(Extracted data)
+ + + + + + +
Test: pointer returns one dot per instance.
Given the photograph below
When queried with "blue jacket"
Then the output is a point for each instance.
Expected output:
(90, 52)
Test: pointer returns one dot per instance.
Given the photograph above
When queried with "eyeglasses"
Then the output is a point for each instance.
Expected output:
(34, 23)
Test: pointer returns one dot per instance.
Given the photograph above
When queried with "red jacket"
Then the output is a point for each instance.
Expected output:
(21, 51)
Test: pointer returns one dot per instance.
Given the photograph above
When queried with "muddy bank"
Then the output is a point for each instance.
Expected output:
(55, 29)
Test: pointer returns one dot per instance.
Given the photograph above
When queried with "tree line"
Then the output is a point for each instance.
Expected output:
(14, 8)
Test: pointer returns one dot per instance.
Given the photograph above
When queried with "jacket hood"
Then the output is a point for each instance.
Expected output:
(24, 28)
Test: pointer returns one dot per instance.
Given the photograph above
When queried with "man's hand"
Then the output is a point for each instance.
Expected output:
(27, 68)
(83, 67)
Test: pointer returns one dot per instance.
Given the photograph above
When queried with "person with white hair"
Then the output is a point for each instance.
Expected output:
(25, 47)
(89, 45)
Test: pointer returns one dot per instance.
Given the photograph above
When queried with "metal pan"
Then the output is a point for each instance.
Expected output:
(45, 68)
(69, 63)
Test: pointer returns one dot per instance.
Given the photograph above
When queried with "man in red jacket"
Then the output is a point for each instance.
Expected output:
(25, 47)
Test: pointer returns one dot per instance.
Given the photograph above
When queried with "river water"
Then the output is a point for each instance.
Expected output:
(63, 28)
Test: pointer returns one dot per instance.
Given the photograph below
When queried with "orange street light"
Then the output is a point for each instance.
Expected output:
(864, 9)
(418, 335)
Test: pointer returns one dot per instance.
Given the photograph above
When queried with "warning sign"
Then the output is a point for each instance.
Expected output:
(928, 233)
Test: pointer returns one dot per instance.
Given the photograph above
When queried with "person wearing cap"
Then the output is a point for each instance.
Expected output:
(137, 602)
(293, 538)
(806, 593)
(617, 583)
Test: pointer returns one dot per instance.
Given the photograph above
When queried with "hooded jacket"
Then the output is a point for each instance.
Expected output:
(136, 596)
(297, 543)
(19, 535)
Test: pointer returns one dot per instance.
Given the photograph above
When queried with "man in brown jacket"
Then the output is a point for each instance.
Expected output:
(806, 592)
+ + + + + + +
(Task directions) Set down all of the entries exactly, please.

(Reply)
Test: pointer returns one dot per instance.
Given the photograph below
When queried with "blue jacket"
Then the output is a point for each instance.
Expected output:
(90, 52)
Test: pointer returns one dot per instance.
Given the photograph above
When queried with "eyeglasses"
Then the output is a point for each instance.
Expected output:
(34, 23)
Test: pointer returns one dot per instance.
Given the photograph above
When queried with "red jacket"
Then the output is a point for each instance.
Expected output:
(21, 51)
Test: pointer returns one dot per instance.
Given the photograph above
When queried with "muddy bank"
Then the output is a point for each instance.
Expected output:
(55, 29)
Test: pointer returns one dot per instance.
Given the photograph above
When queried with "tree line"
Then the output is a point for each instance.
Expected output:
(14, 8)
Test: pointer returns one dot per instance.
Given the photograph above
When queried with "jacket hood"
Then the output is a point for each instance.
Expected output:
(24, 28)
Test: pointer returns one dot per instance.
Given the photograph above
When queried with "man's hand"
Then the output is a point for each instance.
Expected output:
(27, 68)
(83, 67)
Test: pointer returns one dot per instance.
Given the photograph above
When queried with "person with white hair"
Then the output is a point for each instance.
Expected output:
(25, 47)
(89, 45)
Test: pointer returns one dot per instance.
Given the photograph above
When queried with "metal pan"
Then the output is a point for each instance.
Expected output:
(45, 68)
(69, 63)
Test: pointer returns one dot per instance.
Given the photograph above
When queried with "man in red jacket"
Then the output is a point for each instance.
Expected output:
(25, 47)
Test: pointer returns one dot per instance.
Given the photograph above
When queried with "river water"
Then the output is a point for each instance.
Expected output:
(63, 28)
Test: pointer returns one dot per instance.
Given the photograph below
When queried with "orange street light"
Then the output is a point for each instance.
Expected output:
(864, 9)
(418, 335)
Test: pointer returns one dot per instance.
Given the photograph above
When queried with "warning sign"
Then the output is a point for each instance.
Expected output:
(928, 233)
Test: pointer returns one dot per instance.
Given the photograph above
When queried with "person wearing cap"
Then the output is a point for each instance.
Expected output:
(137, 602)
(293, 538)
(806, 593)
(617, 583)
Test: pointer returns one dot per instance.
Given the photograph above
When queried with "hooded jacket"
Then the output is a point for each instance.
Expected output:
(136, 596)
(297, 543)
(19, 535)
Test: pointer returns one dot per instance.
Given the photograph above
When queried with "man in brown jacket"
Then the output is a point for each instance.
Expected output:
(806, 592)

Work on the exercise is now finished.